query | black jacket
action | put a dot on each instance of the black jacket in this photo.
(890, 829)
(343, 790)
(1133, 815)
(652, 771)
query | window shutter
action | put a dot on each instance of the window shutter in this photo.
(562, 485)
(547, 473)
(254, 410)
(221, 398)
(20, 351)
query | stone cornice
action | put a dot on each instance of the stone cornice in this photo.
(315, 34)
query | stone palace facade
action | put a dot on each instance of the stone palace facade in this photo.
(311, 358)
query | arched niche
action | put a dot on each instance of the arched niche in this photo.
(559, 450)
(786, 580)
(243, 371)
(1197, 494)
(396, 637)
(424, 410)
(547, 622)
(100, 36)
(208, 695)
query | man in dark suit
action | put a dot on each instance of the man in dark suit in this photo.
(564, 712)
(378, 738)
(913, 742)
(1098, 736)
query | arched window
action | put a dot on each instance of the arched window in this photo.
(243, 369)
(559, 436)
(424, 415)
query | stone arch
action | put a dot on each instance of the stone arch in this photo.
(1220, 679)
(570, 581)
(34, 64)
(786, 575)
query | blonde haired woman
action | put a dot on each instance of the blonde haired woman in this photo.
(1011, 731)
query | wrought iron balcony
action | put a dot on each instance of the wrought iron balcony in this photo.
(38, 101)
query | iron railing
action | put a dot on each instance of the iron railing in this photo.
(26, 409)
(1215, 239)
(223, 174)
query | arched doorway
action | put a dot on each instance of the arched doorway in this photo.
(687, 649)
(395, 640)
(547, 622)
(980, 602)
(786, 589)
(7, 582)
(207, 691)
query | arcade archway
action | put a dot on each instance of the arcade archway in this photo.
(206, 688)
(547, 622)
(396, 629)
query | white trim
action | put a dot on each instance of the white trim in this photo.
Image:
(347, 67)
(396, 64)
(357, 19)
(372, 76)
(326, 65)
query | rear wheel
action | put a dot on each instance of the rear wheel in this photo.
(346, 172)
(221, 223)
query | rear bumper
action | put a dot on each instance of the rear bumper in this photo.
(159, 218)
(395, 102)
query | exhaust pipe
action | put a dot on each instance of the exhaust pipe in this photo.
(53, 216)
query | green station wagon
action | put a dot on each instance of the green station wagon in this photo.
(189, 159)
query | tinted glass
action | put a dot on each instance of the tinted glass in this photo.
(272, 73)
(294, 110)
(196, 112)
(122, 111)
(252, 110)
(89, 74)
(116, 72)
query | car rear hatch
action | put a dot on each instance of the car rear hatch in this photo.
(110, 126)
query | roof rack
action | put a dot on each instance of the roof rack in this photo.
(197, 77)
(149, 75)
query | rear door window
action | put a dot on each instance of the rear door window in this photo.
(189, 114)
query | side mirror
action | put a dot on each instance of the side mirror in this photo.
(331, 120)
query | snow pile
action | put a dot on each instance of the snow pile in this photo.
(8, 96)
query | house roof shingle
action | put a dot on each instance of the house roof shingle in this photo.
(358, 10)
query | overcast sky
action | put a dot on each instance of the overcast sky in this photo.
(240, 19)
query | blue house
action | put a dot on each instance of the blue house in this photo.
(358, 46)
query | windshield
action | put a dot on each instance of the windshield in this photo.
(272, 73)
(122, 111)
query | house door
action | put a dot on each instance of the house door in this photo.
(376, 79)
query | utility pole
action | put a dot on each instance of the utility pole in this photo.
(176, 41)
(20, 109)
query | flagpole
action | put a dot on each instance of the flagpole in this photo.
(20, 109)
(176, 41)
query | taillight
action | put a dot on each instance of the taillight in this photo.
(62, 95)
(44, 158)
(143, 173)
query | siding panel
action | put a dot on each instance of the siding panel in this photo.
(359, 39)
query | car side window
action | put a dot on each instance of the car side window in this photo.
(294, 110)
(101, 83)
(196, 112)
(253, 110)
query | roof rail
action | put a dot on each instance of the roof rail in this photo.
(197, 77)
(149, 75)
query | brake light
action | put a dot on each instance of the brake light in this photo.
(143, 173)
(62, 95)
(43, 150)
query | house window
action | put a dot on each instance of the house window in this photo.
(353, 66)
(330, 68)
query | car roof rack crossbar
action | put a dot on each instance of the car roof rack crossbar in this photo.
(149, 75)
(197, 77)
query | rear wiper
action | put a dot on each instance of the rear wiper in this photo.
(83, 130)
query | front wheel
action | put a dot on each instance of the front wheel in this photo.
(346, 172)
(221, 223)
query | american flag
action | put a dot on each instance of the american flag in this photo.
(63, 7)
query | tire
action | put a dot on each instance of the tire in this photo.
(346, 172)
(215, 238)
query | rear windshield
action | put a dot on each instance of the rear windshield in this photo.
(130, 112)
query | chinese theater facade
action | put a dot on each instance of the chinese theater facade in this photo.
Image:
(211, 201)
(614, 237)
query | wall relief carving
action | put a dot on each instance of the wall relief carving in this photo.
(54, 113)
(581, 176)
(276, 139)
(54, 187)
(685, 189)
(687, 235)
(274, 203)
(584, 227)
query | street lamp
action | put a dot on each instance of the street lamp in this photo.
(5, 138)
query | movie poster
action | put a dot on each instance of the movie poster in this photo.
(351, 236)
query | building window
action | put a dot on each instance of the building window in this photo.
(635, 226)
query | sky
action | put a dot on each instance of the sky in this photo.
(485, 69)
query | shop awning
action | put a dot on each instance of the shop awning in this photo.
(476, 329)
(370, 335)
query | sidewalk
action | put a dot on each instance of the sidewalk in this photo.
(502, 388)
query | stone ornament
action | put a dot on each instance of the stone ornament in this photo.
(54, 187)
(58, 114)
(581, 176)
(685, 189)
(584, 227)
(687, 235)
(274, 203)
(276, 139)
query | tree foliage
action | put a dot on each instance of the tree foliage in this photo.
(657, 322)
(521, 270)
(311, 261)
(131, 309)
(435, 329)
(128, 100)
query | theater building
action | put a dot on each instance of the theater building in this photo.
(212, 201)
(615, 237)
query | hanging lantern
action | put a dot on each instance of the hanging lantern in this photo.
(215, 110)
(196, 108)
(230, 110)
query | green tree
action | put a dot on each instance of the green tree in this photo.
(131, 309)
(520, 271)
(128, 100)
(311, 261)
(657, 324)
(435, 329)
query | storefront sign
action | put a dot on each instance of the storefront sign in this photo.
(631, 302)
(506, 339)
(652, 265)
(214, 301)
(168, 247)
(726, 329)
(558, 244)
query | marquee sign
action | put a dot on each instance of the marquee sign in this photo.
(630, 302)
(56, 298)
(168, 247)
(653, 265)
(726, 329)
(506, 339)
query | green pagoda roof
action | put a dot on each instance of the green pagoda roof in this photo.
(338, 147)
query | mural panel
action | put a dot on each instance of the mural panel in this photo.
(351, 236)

**What you are asked to do**
Every line above should be written out again, unchanged.

**Written answer**
query | black jacket
action | put a dot on each instance of the black jacket in this photo.
(890, 829)
(343, 790)
(1133, 815)
(652, 771)
query | window shutter
action | put a dot on each instance of the window shutter in this photo.
(562, 485)
(547, 473)
(254, 410)
(221, 398)
(20, 351)
query | stone cornice
action | put a dot on each instance of the stone cornice in this photo.
(315, 34)
query | stone palace facade
action | put a dot on each instance of the stone palace facade in this photo.
(311, 358)
query | arched niche
action | put a dot on each instance of the arched niche in this photo.
(559, 450)
(786, 580)
(243, 371)
(1197, 494)
(396, 637)
(424, 410)
(547, 622)
(100, 36)
(208, 695)
query | man in dark suit
action | put a dot on each instance of the man in dark suit in this photo.
(564, 712)
(378, 738)
(913, 742)
(1098, 736)
query | arched window
action | put a dot on each instance of the arched window in this photo.
(243, 369)
(559, 436)
(424, 415)
query | stone arch
action | put a dot on each instance of the stone arch in this photo.
(1220, 679)
(570, 581)
(34, 64)
(786, 575)
query | blonde haired woman
action | put a dot on each instance of the blonde haired woman in this photo.
(1011, 731)
query | wrought iron balcony
action | put a dot on each instance of the wrought iron balcony in this photo.
(38, 101)
query | iron railing
action | put a dot on each instance of the iron railing in this photo.
(26, 409)
(1215, 239)
(223, 174)
query | arched doorway
action | put a dot on each instance of the arched doorway in this photo.
(687, 649)
(395, 640)
(547, 622)
(980, 602)
(786, 589)
(7, 582)
(207, 691)
query | arcade archway
action | put a dot on each instance of the arcade archway in this photo.
(206, 688)
(547, 622)
(396, 629)
query | white trim
action | put a dot on each instance of the white trim in this photo.
Image:
(347, 67)
(396, 64)
(357, 19)
(372, 76)
(326, 65)
query | rear wheel
action | put a dot on each instance of the rear wheel in this photo.
(346, 172)
(221, 223)
query | rear bumper
action | put a dot on each instance of the rear bumper in this photo.
(159, 218)
(395, 102)
query | exhaust pipe
action | put a dot on each instance of the exhaust pipe in this photo.
(53, 216)
query | green station wagon
action | put a dot on each instance of the green station wagon in this photo.
(189, 159)
query | tinted glass
action | put a dot on each instance of the tinted glass in this photo.
(272, 73)
(294, 110)
(196, 112)
(122, 111)
(252, 110)
(89, 74)
(116, 72)
query | car rear hatch
action | put a dot on each instance of the car rear hatch in this photo.
(110, 126)
query | roof rack
action | put a dot on each instance of the roof rack in this photo.
(197, 77)
(149, 75)
query | rear door window
action | put a dot on each instance of the rear door window in this photo.
(189, 114)
query | side mirror
action | put a dot on each instance of the side mirror in this photo.
(331, 120)
query | snow pile
action | put a dot on each instance of the snow pile in this photo.
(8, 96)
query | house roof shingle
action | put a dot on each instance of the house roof shingle in this photo.
(358, 10)
query | overcast sky
action | put a dot on each instance of the overcast sky in this photo.
(240, 19)
query | blue house
action | put a dot on each instance of the blue house in this photo.
(358, 46)
query | windshield
action | put a dot on each instance of the windshield in this photo.
(272, 73)
(122, 111)
query | house door
action | put a dot on each instance of the house door in this photo.
(376, 79)
query | utility pole
action | put a dot on each instance of the utility pole in this photo.
(176, 41)
(20, 109)
query | flagpole
action | put a dot on each instance of the flagpole in this photo.
(20, 109)
(176, 41)
query | taillight
action | put a dot on each instance of the taillight in this photo.
(62, 95)
(44, 158)
(143, 173)
query | siding panel
action | put a dot on each instance of the siding panel in this photo.
(359, 39)
query | car side window
action | put a dot on each instance of the car side window in this photo.
(294, 110)
(101, 83)
(196, 112)
(253, 110)
query | roof rail
action | put a dot on each instance of the roof rail in this photo.
(197, 77)
(149, 75)
query | brake light
action | put a dot on each instance of the brake light in this photo.
(143, 173)
(62, 95)
(43, 150)
query | house window
action | put a dot on each instance of the house window in this photo.
(353, 66)
(330, 68)
query | car roof rack crossbar
action | put a dot on each instance of the car roof rack crossbar in this photo.
(149, 75)
(197, 77)
query | rear wiper
action | put a dot on each instance of the rear wiper in this photo.
(83, 130)
query | front wheel
action | put a dot on each instance of the front wheel in this photo.
(346, 172)
(221, 223)
query | american flag
action | put a dot on each instance of the american flag in this photo.
(63, 7)
query | tire
action | put a dot on each instance of the tire in this photo.
(346, 172)
(215, 238)
query | rear windshield
action | put a dot on each instance of the rear windshield in this photo.
(130, 112)
query | chinese theater facade
action | put a dot on each instance of the chinese theater facade in this photo.
Image:
(211, 201)
(614, 237)
query | wall relief carving
action | put a dot on each instance of the wall relief carving in this photo.
(54, 113)
(581, 176)
(276, 139)
(54, 187)
(685, 189)
(687, 235)
(274, 203)
(584, 227)
query | street lamp
action | put a dot on each instance of the street lamp in this photo.
(5, 138)
query | movie poster
action | put a dot on each instance of the movie poster in this photo.
(351, 236)
query | building window
action | put a dot on each instance of the building window in this photo.
(635, 226)
query | sky
action | put a dot on each instance of the sky in this photo.
(485, 69)
query | shop awning
action | put a dot on each instance of the shop awning in this photo.
(476, 329)
(370, 335)
query | sidewalk
action | put a dot on each instance of the sidewalk in this photo.
(502, 388)
query | stone ornament
action | put a dot on each instance of the stone ornament in this photo.
(54, 187)
(58, 114)
(581, 176)
(685, 189)
(584, 227)
(687, 235)
(274, 203)
(276, 139)
query | tree foliage
action | put a dot on each instance of the tree foliage in this photo.
(657, 322)
(521, 270)
(311, 261)
(131, 309)
(435, 329)
(128, 100)
query | theater building
action | put a dot on each instance of the theater building in this photo.
(212, 201)
(615, 237)
query | hanging lantern
action | put a dot on each instance of the hanging lantern in this photo.
(215, 110)
(196, 108)
(230, 110)
query | green tree
action | put a dot on each instance of the green tree in this photo.
(131, 309)
(520, 271)
(128, 100)
(311, 261)
(657, 324)
(435, 329)
query | storefront sign
action | put a dot on each instance of the storefront sign in this photo.
(631, 302)
(506, 339)
(652, 265)
(214, 301)
(168, 247)
(726, 329)
(558, 244)
query | marquee sign
action | put a dot on each instance of the marquee sign in this photo.
(630, 302)
(56, 298)
(168, 247)
(653, 265)
(726, 329)
(506, 339)
query | green pagoda roof
action | put a dot on each instance of the green pagoda roof in this photo.
(338, 147)
query | mural panel
action | put a dot on each instance of the mural panel in this photo.
(351, 236)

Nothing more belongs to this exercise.